▸ Task goal:
Where a line of the entries holds the string "below", copy that line.

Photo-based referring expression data
########################################

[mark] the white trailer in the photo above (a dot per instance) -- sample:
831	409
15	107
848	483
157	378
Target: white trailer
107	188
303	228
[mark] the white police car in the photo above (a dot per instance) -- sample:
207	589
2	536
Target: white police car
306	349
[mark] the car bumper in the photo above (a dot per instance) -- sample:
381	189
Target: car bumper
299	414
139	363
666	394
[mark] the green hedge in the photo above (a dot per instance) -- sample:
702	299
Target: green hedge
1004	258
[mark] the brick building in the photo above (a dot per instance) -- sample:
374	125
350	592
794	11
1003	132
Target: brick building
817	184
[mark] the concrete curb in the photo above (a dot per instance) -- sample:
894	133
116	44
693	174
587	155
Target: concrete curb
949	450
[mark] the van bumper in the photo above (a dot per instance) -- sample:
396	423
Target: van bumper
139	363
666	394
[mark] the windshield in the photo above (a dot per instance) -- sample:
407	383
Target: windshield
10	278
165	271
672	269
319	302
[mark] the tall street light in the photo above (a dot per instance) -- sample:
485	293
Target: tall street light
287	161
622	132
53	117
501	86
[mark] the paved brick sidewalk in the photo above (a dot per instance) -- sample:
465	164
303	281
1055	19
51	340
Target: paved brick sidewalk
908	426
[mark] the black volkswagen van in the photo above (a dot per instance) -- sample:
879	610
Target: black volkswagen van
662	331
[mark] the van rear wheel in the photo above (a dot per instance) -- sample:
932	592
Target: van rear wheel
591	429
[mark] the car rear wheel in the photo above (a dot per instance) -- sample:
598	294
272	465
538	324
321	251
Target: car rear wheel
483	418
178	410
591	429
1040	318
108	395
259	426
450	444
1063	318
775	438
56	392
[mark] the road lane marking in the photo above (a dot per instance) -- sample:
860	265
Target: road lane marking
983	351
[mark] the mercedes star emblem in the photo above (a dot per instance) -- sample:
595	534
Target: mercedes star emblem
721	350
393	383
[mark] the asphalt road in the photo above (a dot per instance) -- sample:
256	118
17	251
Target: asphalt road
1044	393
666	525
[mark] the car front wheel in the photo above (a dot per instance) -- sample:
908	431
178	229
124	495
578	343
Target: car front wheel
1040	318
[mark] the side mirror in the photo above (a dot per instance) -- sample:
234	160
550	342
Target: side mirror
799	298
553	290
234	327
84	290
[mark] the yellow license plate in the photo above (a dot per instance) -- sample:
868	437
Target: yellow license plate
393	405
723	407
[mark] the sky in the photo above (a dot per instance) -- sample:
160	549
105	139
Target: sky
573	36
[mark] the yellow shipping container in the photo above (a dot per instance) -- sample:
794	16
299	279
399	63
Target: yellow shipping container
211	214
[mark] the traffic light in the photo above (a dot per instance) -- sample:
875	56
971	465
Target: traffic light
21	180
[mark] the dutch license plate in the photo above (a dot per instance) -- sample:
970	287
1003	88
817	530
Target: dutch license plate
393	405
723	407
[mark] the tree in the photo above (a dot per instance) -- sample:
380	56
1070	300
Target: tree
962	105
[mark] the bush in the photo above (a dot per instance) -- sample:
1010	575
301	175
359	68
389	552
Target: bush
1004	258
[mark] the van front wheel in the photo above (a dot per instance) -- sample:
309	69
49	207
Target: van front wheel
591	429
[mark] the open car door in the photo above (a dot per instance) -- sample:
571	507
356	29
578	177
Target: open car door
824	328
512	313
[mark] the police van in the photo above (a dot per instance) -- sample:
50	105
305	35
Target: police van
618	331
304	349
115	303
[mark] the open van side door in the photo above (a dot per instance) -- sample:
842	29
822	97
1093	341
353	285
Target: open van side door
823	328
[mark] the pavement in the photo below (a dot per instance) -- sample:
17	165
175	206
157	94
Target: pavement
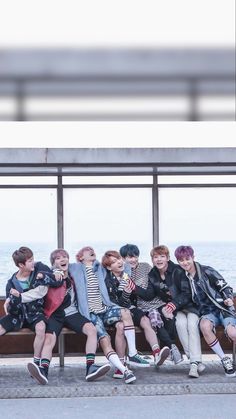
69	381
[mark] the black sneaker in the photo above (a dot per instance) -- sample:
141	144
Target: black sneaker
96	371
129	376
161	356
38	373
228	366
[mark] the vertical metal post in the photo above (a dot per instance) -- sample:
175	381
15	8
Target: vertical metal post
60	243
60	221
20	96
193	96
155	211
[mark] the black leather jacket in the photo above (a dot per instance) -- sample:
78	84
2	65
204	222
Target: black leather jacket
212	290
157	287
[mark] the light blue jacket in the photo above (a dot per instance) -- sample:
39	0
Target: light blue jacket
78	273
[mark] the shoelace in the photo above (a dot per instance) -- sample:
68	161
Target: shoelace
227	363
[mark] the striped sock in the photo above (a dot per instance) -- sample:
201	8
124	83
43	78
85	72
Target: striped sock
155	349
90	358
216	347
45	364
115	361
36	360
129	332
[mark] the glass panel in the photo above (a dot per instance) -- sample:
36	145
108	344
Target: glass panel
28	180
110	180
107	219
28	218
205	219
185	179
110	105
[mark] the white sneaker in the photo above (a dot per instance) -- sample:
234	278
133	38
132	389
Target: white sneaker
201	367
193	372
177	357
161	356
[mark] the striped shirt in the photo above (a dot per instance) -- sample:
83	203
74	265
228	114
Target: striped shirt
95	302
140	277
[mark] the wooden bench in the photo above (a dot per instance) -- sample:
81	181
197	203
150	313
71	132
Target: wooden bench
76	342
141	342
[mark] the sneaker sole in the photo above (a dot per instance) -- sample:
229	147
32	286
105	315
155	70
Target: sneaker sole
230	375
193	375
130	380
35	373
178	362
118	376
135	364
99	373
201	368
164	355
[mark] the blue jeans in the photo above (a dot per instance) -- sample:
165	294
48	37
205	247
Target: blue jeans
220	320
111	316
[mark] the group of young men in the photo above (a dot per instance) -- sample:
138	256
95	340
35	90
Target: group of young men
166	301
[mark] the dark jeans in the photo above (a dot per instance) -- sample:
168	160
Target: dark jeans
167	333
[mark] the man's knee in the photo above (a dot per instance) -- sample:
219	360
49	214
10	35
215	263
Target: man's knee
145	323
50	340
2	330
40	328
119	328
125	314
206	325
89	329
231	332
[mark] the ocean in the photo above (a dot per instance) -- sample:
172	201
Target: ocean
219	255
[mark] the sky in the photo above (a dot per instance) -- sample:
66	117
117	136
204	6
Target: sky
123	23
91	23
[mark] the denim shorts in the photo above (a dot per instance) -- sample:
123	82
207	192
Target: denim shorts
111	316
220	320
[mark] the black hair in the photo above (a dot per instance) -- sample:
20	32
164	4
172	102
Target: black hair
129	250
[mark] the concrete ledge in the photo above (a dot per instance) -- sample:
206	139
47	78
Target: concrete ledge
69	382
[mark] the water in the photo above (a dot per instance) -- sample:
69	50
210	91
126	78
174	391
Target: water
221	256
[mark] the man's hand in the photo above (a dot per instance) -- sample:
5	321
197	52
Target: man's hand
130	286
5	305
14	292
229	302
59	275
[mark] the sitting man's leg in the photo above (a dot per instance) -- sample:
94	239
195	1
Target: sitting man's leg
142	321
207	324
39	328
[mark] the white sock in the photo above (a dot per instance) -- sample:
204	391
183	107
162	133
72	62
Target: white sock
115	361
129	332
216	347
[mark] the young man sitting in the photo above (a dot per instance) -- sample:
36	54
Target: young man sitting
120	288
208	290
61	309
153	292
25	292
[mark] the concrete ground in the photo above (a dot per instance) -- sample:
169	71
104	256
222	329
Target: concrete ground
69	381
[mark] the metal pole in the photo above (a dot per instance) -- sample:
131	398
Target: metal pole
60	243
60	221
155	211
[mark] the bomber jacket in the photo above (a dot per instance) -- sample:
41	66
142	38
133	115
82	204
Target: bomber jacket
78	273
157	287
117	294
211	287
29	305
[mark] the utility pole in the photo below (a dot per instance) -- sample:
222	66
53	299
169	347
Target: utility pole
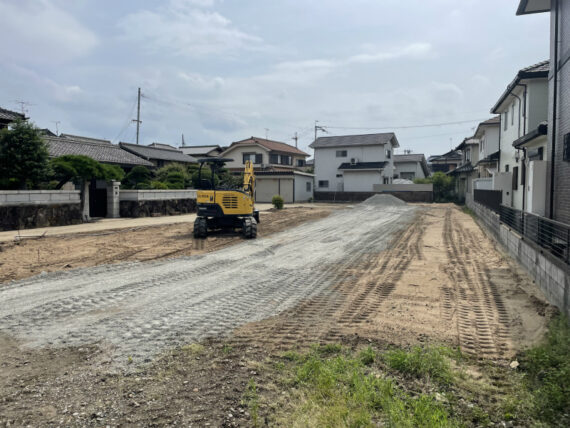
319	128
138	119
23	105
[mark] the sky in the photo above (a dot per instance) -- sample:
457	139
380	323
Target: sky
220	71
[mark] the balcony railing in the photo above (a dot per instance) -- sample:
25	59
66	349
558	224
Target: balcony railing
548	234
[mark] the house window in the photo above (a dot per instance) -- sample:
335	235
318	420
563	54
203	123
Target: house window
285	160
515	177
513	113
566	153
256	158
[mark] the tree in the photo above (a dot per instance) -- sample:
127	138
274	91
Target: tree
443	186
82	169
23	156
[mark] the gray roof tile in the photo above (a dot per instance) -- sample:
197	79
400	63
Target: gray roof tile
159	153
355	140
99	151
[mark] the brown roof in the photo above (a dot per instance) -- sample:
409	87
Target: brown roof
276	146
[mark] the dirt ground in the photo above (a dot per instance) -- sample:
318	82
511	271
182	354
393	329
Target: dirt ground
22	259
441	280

########################################

▸ Solution for this exercise:
[mark] the pavement in the photo below (a dot per instance) -- sample:
[mark] the utility pole in the photo below (a dot per instance) -- sample:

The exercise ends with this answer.